▶ [Problem description]: Please copy every one of the following entries word for word, keeping each line unchanged.

* * *

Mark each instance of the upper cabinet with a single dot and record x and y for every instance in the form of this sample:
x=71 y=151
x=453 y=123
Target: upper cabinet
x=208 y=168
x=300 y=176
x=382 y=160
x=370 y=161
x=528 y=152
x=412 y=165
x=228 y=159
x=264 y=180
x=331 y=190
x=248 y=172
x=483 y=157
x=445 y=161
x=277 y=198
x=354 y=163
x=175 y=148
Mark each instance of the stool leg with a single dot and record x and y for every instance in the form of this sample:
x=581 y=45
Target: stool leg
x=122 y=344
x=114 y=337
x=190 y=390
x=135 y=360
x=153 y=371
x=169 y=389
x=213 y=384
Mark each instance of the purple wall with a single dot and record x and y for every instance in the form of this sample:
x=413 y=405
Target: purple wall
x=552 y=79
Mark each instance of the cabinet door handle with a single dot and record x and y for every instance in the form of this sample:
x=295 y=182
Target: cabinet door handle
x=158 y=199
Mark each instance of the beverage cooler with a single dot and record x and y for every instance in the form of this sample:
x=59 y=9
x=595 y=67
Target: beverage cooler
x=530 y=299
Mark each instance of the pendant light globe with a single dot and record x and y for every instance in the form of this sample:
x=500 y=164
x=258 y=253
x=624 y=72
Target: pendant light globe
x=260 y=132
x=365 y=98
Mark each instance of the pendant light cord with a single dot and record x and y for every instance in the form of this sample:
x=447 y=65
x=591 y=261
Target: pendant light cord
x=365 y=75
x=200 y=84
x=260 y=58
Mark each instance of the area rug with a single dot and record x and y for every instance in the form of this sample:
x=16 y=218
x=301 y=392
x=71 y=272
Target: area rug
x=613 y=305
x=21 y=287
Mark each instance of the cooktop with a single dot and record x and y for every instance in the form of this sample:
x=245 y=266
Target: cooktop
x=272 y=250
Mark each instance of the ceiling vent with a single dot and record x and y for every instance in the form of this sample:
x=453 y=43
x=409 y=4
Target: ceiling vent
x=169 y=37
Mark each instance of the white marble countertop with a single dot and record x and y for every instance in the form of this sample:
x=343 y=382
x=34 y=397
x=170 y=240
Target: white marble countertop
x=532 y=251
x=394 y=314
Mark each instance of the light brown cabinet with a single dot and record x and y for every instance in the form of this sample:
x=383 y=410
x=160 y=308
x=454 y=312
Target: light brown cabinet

* * *

▶ [Exercise result]:
Mark each instance of the upper cabinet with a single dot and record x and y for every instance in the form of this sample:
x=71 y=151
x=453 y=123
Target: upper cabinet
x=208 y=168
x=300 y=176
x=382 y=160
x=370 y=161
x=528 y=152
x=412 y=165
x=228 y=159
x=264 y=180
x=331 y=190
x=248 y=172
x=483 y=157
x=445 y=161
x=277 y=198
x=354 y=163
x=175 y=148
Mark each instance of the stool leg with a single dot and record x and y for every instance in the form of this sample:
x=581 y=45
Target: stool leg
x=122 y=344
x=114 y=337
x=190 y=390
x=135 y=360
x=153 y=371
x=169 y=389
x=213 y=384
Mark each instance of the purple wall with a single dot and record x and y for every instance in the form of this sample:
x=413 y=405
Target: purple wall
x=552 y=79
Mark each instance of the cabinet door handle with a single dot and record x and y for every instance in the form of this sample:
x=295 y=182
Target: cabinet door handle
x=158 y=199
Mark each instance of the beverage cooler with a single dot and record x and y for every instance in the form of this sample:
x=59 y=9
x=595 y=67
Target: beverage cooler
x=530 y=299
Mark each instance of the pendant light globe with a single dot and record x and y for every instance in the form of this sample:
x=500 y=164
x=258 y=253
x=624 y=72
Target: pendant light globe
x=260 y=132
x=365 y=98
Mark each instance of the pendant light cord with a single dot and record x and y for every instance in the form of this sample:
x=447 y=65
x=591 y=261
Target: pendant light cord
x=365 y=75
x=200 y=84
x=260 y=58
Mark each instance of the area rug with a single dot and record x and y for every instance in the form of this sample:
x=16 y=218
x=301 y=392
x=71 y=272
Target: area rug
x=613 y=305
x=21 y=287
Mark each instance of the cooktop with a single dot and record x and y for every instance in the form of this sample:
x=245 y=266
Target: cooktop
x=272 y=250
Mark each instance of the ceiling vent with a single dot and record x and y for every instance in the form of this sample:
x=453 y=43
x=409 y=4
Target: ceiling vent
x=169 y=37
Mark each instance of the white marble countertop with a single dot and record x and y for every instance in the form of this sample:
x=343 y=382
x=34 y=397
x=170 y=240
Target: white marble countertop
x=532 y=251
x=394 y=314
Mark each instance of the light brown cabinet with a single dot and record x and y for every instance in the form of this sample:
x=383 y=410
x=160 y=308
x=454 y=312
Target: light brown cabinet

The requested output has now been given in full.